**WHAT YOU WILL DO:**
Report every line below that contains the string "slab", reproducing each one in full. Matching is case-sensitive.

**TASK INPUT:**
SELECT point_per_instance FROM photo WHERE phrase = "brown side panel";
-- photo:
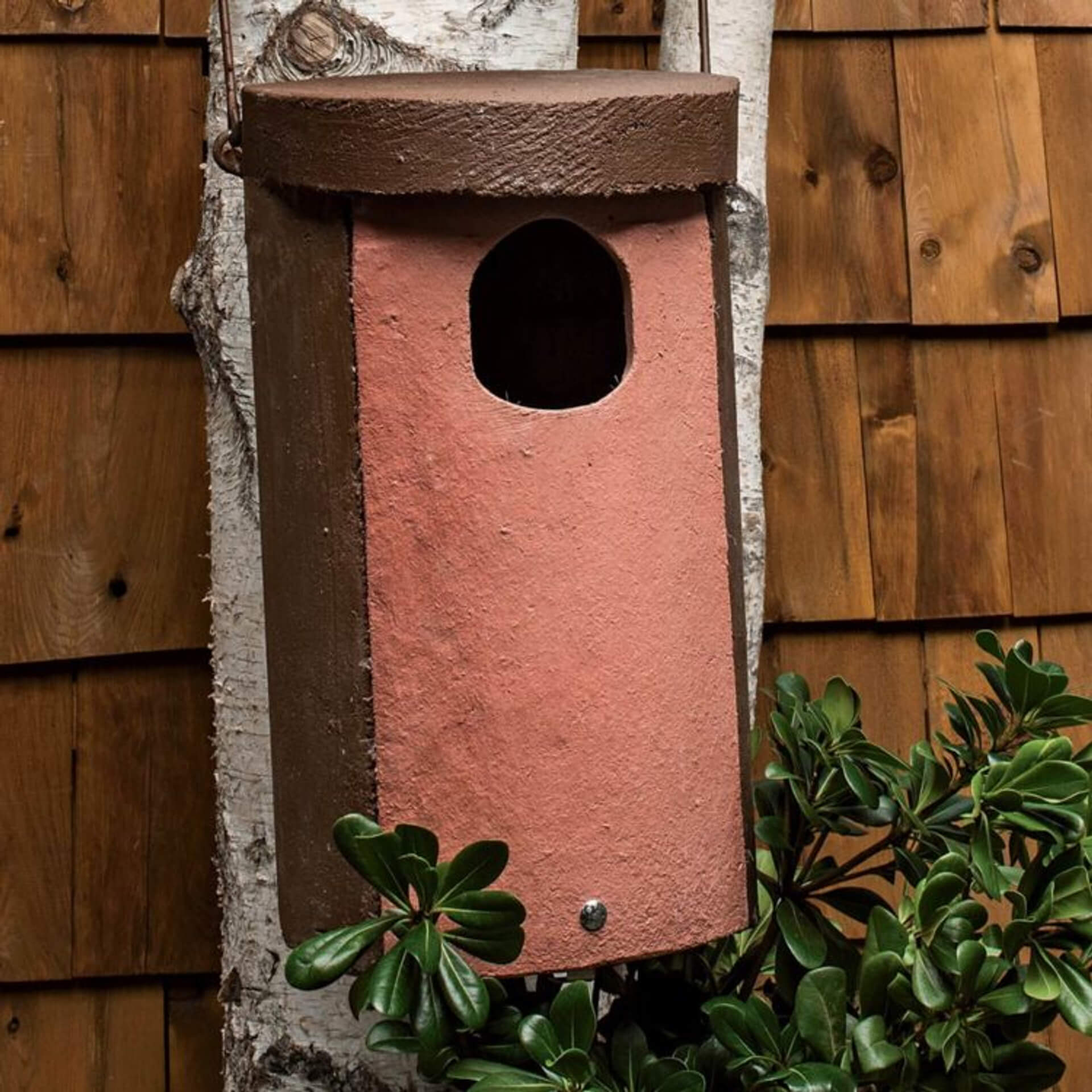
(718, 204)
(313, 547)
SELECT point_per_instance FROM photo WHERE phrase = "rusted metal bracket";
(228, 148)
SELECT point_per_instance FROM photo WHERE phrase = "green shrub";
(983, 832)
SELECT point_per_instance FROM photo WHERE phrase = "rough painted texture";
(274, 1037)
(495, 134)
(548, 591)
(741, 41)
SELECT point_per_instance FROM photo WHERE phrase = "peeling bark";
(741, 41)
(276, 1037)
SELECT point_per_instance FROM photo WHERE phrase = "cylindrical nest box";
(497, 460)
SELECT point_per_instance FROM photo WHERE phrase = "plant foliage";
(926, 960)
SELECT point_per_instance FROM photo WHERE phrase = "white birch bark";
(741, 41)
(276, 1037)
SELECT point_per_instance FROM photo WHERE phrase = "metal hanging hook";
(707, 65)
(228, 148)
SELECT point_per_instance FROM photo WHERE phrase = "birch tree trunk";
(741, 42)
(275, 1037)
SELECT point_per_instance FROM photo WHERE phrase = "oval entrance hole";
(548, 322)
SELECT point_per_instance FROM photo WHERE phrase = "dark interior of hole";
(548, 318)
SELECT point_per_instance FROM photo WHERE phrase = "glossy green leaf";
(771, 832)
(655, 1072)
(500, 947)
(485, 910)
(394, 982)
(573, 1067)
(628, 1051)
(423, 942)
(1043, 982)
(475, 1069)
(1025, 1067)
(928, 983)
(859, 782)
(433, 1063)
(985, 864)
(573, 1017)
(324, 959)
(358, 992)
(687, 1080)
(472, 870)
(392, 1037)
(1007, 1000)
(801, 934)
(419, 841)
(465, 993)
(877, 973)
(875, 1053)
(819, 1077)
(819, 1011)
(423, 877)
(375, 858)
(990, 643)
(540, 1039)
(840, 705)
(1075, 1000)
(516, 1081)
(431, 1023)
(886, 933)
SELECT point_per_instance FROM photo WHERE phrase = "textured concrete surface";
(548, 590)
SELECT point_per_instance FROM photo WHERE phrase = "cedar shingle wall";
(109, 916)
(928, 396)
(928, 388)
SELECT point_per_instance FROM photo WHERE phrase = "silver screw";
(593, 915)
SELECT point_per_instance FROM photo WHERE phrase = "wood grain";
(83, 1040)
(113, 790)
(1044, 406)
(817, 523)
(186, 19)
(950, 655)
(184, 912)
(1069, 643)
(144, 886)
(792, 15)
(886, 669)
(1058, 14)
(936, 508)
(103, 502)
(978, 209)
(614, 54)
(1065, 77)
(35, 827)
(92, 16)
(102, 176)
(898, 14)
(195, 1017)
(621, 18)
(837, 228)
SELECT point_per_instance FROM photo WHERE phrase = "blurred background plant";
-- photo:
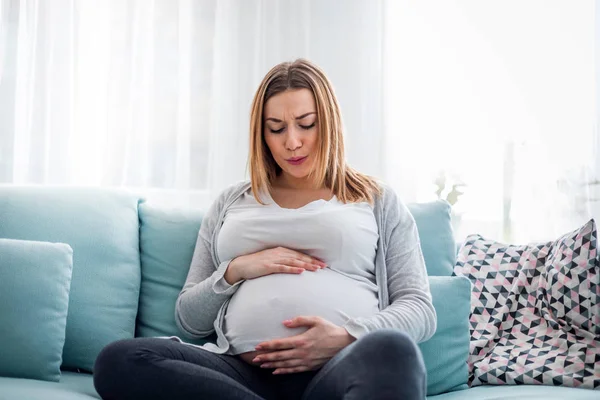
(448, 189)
* * *
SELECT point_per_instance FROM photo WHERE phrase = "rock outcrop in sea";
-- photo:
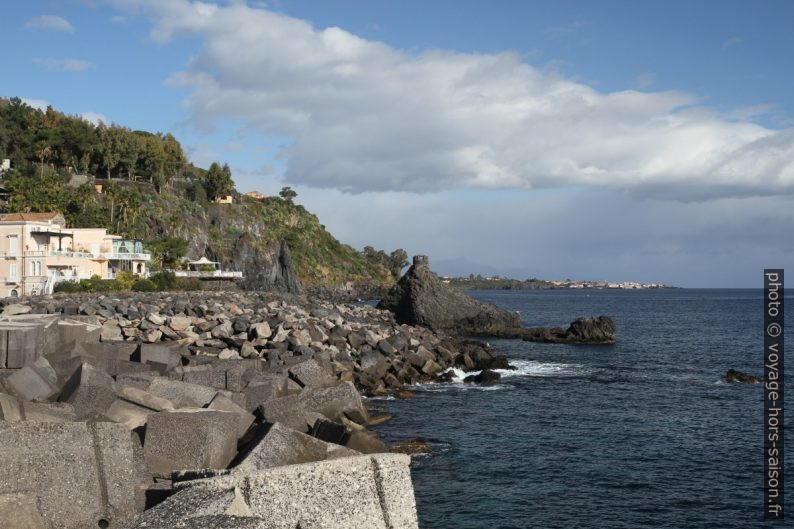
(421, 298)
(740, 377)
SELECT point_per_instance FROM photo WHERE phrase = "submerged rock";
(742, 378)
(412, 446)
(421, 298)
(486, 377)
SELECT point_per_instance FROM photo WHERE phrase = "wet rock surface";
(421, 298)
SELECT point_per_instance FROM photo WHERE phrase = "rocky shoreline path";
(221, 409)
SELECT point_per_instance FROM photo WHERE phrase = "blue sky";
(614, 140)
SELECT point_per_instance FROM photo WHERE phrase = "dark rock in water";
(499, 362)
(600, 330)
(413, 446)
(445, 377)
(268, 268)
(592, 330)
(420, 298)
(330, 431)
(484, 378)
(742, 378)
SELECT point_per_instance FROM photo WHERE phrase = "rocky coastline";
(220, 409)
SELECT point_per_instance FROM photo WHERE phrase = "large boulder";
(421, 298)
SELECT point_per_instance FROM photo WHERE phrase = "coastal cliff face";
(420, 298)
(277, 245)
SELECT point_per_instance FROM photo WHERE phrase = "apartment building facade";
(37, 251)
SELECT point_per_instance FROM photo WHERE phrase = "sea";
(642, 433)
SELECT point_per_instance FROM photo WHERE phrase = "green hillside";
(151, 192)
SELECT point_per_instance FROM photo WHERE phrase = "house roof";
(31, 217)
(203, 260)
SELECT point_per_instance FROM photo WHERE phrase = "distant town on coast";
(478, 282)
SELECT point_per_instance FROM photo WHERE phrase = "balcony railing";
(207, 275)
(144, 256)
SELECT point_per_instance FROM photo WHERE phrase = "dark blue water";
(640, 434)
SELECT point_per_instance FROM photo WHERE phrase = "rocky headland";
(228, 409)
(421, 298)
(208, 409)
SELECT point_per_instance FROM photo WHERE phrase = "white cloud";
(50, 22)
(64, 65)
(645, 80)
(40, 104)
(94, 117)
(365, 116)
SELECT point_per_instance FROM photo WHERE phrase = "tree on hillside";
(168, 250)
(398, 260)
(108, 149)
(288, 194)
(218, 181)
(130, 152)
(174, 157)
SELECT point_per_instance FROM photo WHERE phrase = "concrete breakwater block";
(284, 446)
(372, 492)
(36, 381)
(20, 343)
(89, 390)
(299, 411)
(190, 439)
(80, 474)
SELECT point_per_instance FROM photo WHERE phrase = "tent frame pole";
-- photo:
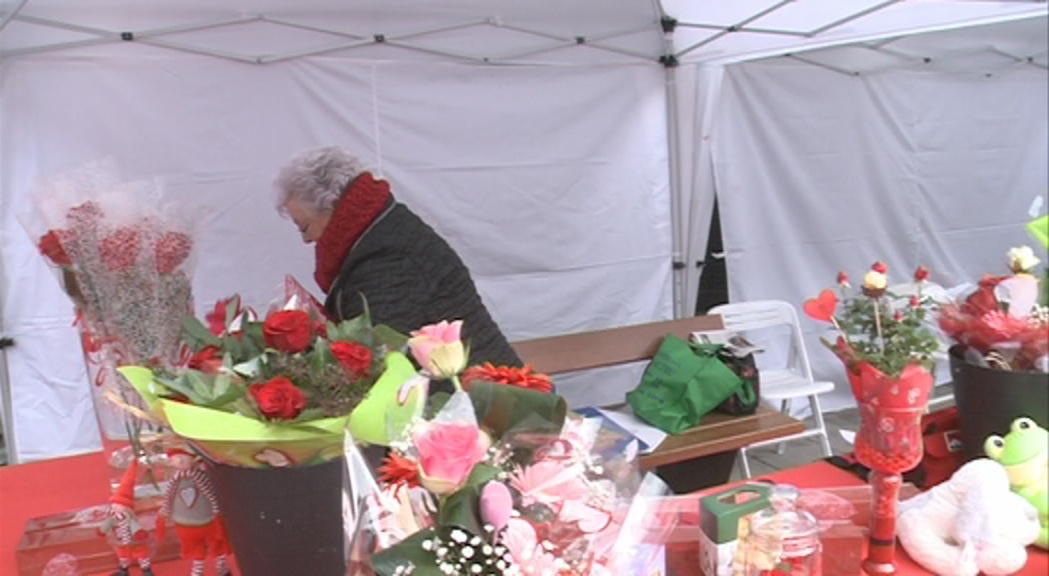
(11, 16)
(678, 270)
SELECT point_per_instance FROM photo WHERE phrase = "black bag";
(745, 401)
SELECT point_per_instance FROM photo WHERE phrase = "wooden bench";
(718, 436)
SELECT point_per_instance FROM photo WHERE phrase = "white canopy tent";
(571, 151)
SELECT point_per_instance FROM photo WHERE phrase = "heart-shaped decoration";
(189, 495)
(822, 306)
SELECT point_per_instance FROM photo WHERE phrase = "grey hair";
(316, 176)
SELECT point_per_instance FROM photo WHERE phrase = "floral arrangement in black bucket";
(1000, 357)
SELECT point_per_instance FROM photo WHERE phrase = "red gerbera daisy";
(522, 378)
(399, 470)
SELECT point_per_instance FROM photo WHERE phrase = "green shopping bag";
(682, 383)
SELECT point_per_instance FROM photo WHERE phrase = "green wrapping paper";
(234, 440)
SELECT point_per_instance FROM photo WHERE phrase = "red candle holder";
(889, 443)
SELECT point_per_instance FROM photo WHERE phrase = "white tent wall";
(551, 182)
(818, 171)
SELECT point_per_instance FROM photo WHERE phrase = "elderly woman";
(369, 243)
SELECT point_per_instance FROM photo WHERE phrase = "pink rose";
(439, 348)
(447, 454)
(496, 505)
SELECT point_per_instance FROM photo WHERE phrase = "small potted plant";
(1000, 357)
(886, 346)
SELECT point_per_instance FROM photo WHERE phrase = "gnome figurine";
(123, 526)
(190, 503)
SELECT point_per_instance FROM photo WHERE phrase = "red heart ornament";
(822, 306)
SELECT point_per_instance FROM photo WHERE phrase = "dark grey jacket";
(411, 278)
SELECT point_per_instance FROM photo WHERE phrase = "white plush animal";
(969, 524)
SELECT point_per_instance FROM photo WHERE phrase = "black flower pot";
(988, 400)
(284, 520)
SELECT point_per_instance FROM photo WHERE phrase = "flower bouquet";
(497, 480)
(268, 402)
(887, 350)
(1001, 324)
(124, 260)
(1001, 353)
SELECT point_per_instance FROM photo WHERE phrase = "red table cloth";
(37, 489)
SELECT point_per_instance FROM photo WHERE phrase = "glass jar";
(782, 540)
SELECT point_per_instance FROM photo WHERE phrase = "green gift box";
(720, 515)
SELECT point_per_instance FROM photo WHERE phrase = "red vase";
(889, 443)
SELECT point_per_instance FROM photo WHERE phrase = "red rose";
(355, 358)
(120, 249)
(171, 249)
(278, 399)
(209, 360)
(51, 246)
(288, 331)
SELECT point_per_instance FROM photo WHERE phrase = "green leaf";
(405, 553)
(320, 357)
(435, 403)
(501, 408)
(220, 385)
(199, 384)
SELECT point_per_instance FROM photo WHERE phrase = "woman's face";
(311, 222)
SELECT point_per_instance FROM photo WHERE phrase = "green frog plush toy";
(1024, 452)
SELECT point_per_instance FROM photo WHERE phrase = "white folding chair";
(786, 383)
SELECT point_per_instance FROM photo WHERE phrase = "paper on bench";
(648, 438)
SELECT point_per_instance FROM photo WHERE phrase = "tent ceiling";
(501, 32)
---
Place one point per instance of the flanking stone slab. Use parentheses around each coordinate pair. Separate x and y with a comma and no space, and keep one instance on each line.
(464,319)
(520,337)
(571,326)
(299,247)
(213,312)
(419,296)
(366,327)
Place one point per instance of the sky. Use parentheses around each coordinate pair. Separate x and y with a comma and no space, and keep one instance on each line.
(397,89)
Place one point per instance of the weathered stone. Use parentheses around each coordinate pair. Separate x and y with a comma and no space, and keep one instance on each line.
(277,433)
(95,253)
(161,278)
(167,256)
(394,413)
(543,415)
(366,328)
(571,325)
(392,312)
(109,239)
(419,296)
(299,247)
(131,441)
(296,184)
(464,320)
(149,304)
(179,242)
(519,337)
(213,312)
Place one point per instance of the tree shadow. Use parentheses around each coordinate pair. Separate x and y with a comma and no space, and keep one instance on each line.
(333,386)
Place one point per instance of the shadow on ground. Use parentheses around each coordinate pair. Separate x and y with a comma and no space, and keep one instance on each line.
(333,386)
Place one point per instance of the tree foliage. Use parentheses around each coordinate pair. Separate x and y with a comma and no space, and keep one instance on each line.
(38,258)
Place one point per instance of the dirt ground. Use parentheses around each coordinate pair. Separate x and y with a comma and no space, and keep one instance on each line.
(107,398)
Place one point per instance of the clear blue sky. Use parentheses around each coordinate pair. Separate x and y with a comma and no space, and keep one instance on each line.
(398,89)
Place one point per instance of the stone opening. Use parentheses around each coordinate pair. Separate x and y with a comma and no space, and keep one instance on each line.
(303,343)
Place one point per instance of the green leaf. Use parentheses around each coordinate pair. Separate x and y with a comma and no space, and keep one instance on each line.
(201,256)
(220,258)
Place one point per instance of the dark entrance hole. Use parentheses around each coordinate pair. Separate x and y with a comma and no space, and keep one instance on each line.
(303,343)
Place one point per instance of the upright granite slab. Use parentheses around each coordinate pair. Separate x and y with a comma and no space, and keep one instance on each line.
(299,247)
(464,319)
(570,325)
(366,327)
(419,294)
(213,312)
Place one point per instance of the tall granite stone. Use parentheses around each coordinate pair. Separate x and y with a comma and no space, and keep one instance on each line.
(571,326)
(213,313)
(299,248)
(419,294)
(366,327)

**EXPECTED OUTPUT:**
Place one point per instance of the flanking stone slab. Use parentheses around each coordinate pair. Separate x and y with a comma and no space, and keep one instance on each line.
Place one point per instance of the upright granite slab. Use parentheses around each coordinate pair. Separate x and y with a comma and no space, and keep one instance on each line.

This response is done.